Tasks
1) From the YouTube script description, list every kind of YouTube data that the script can collect or download.
2) Carry on the YouTube script description from the point where it ends.

Quoted passage
* BEGIN *
Collects data of activites and comments of youtube channels. Is also possible download video and audio. All downloaded informations are stored in data.json file in json format and printed to the stdout. It also supports update mod. Update mod updates all data given by file and also add new one (if there are any). There is third mode and its searching by keyword. Search mode will search all videos related to keyword given by argument, but it can return maximum of 500 videos due to google DATA API limits.
Script using YouTube Data API for downlading youtube data. For using Data API is need create an google account and new application. Configuration file is in client_secrets.json. It's important for successful run script.
* END *
Data listing
* BEGIN *
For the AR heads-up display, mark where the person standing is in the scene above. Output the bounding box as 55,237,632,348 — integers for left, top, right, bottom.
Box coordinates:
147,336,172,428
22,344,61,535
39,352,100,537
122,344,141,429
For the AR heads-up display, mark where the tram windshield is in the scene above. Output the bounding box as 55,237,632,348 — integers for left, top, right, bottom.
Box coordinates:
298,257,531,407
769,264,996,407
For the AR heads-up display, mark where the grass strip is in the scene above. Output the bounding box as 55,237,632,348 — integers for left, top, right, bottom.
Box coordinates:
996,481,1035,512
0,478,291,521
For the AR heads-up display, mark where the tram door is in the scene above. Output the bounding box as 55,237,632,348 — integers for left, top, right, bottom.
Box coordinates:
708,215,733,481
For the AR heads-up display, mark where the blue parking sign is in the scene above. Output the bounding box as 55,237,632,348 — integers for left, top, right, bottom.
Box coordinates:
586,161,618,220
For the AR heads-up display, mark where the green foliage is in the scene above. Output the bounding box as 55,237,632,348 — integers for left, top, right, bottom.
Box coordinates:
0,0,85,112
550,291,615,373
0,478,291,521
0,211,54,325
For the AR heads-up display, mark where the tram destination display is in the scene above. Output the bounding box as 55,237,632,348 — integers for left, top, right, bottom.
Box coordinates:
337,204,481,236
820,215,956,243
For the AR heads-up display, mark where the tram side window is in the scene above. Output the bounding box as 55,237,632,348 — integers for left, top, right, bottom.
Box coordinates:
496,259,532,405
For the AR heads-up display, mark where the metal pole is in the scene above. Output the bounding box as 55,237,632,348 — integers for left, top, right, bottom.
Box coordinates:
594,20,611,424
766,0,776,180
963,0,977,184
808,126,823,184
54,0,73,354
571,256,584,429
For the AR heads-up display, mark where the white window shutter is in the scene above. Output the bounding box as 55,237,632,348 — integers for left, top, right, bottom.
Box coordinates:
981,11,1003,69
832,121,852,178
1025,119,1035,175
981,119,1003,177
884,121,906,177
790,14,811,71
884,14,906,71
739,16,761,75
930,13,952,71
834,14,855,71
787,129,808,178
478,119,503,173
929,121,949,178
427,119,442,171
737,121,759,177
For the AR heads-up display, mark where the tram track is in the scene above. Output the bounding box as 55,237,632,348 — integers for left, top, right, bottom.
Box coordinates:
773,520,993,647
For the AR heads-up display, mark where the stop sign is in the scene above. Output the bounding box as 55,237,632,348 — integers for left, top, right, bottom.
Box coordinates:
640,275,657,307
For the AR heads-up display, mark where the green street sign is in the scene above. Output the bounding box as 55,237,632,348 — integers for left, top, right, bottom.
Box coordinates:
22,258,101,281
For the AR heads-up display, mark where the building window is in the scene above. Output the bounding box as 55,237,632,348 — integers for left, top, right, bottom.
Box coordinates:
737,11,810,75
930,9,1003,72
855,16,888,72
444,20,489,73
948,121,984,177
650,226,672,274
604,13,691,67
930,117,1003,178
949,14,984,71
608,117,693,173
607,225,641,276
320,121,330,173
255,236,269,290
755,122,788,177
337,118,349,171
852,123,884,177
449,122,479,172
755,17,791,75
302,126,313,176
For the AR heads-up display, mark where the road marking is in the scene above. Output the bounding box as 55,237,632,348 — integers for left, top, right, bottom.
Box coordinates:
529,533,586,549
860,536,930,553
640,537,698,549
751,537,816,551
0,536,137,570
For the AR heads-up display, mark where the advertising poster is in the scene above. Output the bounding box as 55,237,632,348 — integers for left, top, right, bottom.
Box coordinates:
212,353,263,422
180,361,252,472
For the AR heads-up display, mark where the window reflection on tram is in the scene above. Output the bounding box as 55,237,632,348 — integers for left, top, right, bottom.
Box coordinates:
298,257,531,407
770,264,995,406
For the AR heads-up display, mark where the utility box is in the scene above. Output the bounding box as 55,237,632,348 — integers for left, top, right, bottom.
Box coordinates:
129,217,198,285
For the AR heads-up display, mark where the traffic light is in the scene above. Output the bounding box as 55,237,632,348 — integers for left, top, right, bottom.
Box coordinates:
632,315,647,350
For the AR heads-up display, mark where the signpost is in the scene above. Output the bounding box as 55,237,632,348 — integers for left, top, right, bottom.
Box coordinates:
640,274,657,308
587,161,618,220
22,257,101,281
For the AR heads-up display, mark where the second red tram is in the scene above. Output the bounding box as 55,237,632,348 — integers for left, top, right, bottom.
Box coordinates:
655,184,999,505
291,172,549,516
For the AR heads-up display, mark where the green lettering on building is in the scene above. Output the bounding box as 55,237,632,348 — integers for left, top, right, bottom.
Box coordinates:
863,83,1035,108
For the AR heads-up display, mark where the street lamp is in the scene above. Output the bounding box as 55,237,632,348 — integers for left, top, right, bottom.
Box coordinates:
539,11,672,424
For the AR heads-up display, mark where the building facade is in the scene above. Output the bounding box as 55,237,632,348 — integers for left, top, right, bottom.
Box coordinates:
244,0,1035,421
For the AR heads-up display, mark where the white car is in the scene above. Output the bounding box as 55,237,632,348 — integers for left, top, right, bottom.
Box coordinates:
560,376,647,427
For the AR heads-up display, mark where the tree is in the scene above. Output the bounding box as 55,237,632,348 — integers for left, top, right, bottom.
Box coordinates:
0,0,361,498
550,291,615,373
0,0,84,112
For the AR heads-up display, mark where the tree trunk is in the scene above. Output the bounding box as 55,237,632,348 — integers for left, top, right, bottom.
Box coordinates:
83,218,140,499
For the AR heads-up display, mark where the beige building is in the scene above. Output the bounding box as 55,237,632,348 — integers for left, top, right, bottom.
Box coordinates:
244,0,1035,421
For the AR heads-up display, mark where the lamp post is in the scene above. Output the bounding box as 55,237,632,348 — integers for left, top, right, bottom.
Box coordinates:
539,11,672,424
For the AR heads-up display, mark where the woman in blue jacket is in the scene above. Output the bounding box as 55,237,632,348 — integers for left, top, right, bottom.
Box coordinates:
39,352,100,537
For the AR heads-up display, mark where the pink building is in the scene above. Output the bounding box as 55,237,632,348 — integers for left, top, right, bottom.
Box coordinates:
* END *
Results for the exercise
1) Activities, comments, video, and audio.

2)
Downloading data from youtube is limited. Overview is on page our application on youtube. Maximum limit can be increased. Defaults is 50 000 000 requests per day. (Operation write needs over 50 operations, read 10-20 operations). The search can be obtained maximum 500 videos informations.
- Install Docker
- Check your installation by running: docker run hello-world
- Clone the repository: git clone https://thermaltaker@bitbucket.org/knotgroups/youtube.git
- Check if is installed python: docker run hello-world python --version If isn't installed run: docker pull python Else continue to step 5
- Build image: docker build -t thermaltaker/youtube .
- Now is possible run script
Script have one obligatory parameter --id/--username
or --update_file
or --search
(with possible argument date).
Where id/username is ID channel/user name. Update file is argument, who launches actualization mode on the file in this argument. Search allow searching by keywords. Searching by keywords serach all videos by certain date (default is 2015-07-15T00:00:00Z). Date is possible setup by next argument date (in RFC 3339 format).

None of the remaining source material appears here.